**The exercise:**
Substitute "place a pin" for "drop a marker" throughout the data below, and give it back with nothing else changed.
* * * * * * *
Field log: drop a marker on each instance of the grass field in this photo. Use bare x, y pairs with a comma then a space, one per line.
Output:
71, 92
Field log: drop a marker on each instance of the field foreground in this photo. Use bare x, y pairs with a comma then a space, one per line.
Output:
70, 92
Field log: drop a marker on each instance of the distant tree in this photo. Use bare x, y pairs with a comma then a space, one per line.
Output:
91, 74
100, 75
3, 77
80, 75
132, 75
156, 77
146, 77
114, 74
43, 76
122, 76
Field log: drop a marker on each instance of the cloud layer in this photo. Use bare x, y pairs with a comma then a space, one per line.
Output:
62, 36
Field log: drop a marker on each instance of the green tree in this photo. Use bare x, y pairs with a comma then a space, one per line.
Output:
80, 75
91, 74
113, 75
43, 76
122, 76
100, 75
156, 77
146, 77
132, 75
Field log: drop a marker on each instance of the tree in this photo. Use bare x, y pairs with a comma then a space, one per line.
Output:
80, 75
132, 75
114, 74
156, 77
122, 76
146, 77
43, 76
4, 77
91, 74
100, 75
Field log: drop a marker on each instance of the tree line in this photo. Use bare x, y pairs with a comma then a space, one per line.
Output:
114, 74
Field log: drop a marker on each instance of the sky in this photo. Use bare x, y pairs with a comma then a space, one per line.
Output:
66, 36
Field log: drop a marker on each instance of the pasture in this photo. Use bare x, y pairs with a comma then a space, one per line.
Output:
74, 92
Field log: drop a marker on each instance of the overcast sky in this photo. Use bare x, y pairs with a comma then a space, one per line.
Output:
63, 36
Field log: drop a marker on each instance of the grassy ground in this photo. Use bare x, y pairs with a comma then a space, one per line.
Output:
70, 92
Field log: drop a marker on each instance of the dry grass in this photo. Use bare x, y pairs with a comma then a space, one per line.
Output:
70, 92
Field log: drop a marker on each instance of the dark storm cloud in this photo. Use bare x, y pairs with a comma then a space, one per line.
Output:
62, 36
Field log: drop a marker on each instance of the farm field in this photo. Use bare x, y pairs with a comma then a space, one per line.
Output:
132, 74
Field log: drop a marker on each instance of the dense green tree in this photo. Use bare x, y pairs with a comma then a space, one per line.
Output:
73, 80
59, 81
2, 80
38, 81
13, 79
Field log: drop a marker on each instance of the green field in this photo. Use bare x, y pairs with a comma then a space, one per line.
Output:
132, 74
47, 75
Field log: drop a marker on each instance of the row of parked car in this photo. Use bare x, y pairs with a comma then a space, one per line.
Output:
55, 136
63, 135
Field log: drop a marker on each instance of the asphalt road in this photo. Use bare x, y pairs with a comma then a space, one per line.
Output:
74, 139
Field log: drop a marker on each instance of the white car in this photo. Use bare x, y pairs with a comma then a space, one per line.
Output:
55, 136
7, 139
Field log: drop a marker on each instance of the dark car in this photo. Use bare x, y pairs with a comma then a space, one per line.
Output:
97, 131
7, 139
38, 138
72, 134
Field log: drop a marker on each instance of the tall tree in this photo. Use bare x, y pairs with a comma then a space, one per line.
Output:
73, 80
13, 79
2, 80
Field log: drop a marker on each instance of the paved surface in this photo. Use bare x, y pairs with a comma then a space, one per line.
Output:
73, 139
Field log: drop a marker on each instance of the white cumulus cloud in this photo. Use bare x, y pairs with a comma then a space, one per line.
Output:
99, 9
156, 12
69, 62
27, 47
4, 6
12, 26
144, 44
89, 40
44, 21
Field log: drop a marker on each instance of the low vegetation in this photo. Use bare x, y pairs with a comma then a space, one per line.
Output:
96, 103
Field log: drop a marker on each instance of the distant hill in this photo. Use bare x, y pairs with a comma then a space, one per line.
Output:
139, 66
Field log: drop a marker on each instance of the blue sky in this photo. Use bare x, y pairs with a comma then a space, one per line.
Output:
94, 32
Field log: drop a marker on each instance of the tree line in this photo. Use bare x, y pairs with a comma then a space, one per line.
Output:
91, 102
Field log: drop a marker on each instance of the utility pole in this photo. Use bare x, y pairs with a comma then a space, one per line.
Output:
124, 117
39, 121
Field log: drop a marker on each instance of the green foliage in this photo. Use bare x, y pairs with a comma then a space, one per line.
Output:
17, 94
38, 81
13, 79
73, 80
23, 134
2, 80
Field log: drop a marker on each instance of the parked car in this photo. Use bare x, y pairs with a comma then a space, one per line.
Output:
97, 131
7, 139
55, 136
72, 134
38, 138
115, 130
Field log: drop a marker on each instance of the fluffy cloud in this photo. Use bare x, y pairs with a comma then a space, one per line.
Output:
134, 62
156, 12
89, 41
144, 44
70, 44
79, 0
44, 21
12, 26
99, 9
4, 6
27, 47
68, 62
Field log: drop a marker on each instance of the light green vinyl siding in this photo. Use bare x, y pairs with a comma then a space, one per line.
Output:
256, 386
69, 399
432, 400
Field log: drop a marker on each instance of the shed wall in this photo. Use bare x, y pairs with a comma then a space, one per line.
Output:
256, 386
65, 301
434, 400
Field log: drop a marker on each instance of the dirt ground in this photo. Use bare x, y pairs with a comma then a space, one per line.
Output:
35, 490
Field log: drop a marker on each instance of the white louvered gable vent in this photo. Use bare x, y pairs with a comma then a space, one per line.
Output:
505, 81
* * * * * * *
**Response below:**
Field log: place a pin on each instance of the grass field in this photo. Use bare x, y pairs with a comma then a space, one per line.
Output:
71, 92
Field log: place a pin on each instance of the field foreground in this photo. Use bare x, y pairs with a comma then a space, one per line.
Output:
70, 92
Field log: place a pin on each instance of the distant tree in this photo. Use bare x, y pairs with a comma then a space, one per line.
Output:
91, 74
100, 75
3, 77
80, 75
132, 75
156, 77
146, 77
114, 74
43, 76
122, 76
Field log: place a pin on each instance of the cloud layer in this photo. Use bare x, y pairs with a comma then a space, one per line.
Output:
62, 36
Field log: place a pin on each instance of the green tree in this photo. Use bare x, y pairs with a comma then a space, one per line.
Output:
80, 75
91, 74
113, 75
43, 76
122, 76
100, 75
156, 77
146, 77
132, 75
Field log: place a pin on each instance of the tree in this photo. Use bare x, y pairs with a comma then a space, one per line.
Output:
80, 75
132, 75
114, 74
156, 77
122, 76
146, 77
43, 76
4, 77
91, 74
100, 75
Field log: place a pin on each instance of the tree line in this photo. Use bare x, y pairs with a comma then a space, one per line.
Output:
114, 74
Field log: place a pin on each instance of the sky in this photo. Use bare x, y pairs with a comma then a space, one per line.
Output:
66, 36
Field log: place a pin on each instance of the pasture in this photo. Use bare x, y pairs with a comma then a space, one per line.
Output:
74, 92
Field log: place a pin on each instance of the overcast sky in this photo. Use bare x, y pairs with a comma then a space, one per line.
Output:
63, 36
Field log: place a pin on each instance of the grassy ground in this photo. Use bare x, y pairs with a comma then a space, one per line.
Output:
70, 92
Field log: place a pin on each instance of the dry grass in this photo. Use bare x, y pairs with a comma then a space, one per line.
Output:
70, 92
Field log: place a pin on each instance of the dark storm cloud in this photo. Use bare x, y pairs with a comma then a space, one per line.
Output:
62, 36
Field log: place a pin on each instance of the farm field in this photo. Use bare x, y pairs with a comma then a space, one per line.
Output:
132, 74
Field log: place a pin on each instance of the dense green tree in this photo. Use bare x, y pairs with a comma then a space, one per line.
Output:
73, 80
59, 81
2, 80
38, 81
13, 79
Field log: place a pin on each instance of the green field in this photo. Use bare x, y pairs with a comma then a space, one per line.
Output:
132, 74
47, 75
Field log: place a pin on each instance of the row of parked car in this photo. Use bare x, y pairs with a comma then a space, one per line.
Output:
55, 136
63, 135
Field log: place a pin on each instance of the asphalt road in this photo. Use bare x, y pairs with a comma then a space, one per line.
Output:
74, 139
Field log: place a pin on each instance of the white car in this photo. Use bare x, y pairs with a comma then a space, one per line.
Output:
55, 136
7, 139
Field log: place a pin on each instance of the dark car in this photo. Use bare x, y pairs with a comma then a space, one per line.
Output:
97, 131
7, 139
38, 138
72, 134
Field log: place a pin on each instance of the tall tree in this photo. Use bare x, y pairs with a comma then a space, one per line.
Output:
73, 80
13, 79
2, 80
Field log: place a pin on each instance of the paved surface in this photo. Use bare x, y pairs with a comma then a space, one per line.
Output:
73, 139
Field log: place a pin on each instance of the white cumulus cloud in this photo. Use bare x, y pairs with a comma then a space, one per line.
Output:
99, 9
156, 12
69, 62
27, 47
4, 6
12, 26
144, 44
89, 40
44, 21
Field log: place a pin on each instance of the low vegetation in this photo. Use bare x, y pairs with a comma then a space, one per line.
Output:
96, 103
Field log: place a pin on each instance of the distant hill in this photo. Use bare x, y pairs with a comma then a space, one per line.
Output:
139, 66
Field log: place a pin on each instance of the blue sky in this photo. Use bare x, y pairs with a comma then a space, one per line.
Output:
94, 32
Field log: place a pin on each instance of the tree line in this photo. Use bare x, y pairs with a comma then a space, one per line.
Output:
91, 102
Field log: place a pin on each instance of the utility pole in this photo. Use bare x, y pairs with a comma then a space, one per line.
Output:
124, 117
39, 121
Field log: place a pin on each instance of the green foliage in this photo. Use bare x, y pairs with a comma then a space, one per line.
Output:
17, 94
38, 81
13, 79
73, 80
23, 134
2, 80
Field log: place a pin on each instance of the parked car in this photo. Use bare x, y pairs with a comma then a space, one per line.
Output:
97, 131
7, 139
55, 136
72, 134
38, 138
115, 130
Field log: place a pin on each instance of the fluffy cloud in this photo. Use bare x, y pairs with a comma then a space, one per line.
Output:
134, 62
156, 12
89, 41
144, 44
70, 44
79, 0
44, 21
12, 26
99, 9
4, 6
27, 47
68, 62
Field log: place a pin on each instance of the light green vinyl siding in this photo. Use bare x, y pairs with a comma then a space, one per line.
Output:
256, 386
69, 399
432, 400
Field log: place a pin on each instance of the shed wall in this photo. Use bare x, y pairs with a comma then a space, one per line.
Output:
256, 386
65, 301
434, 400
Field log: place a pin on each instance of the dirt ground in this photo. Use bare x, y pairs with a comma then a space, one per line.
Output:
35, 490
Field log: place a pin on each instance of the white louvered gable vent in this photo. Use bare x, y pairs with a comma then a space, one per line.
Output:
505, 81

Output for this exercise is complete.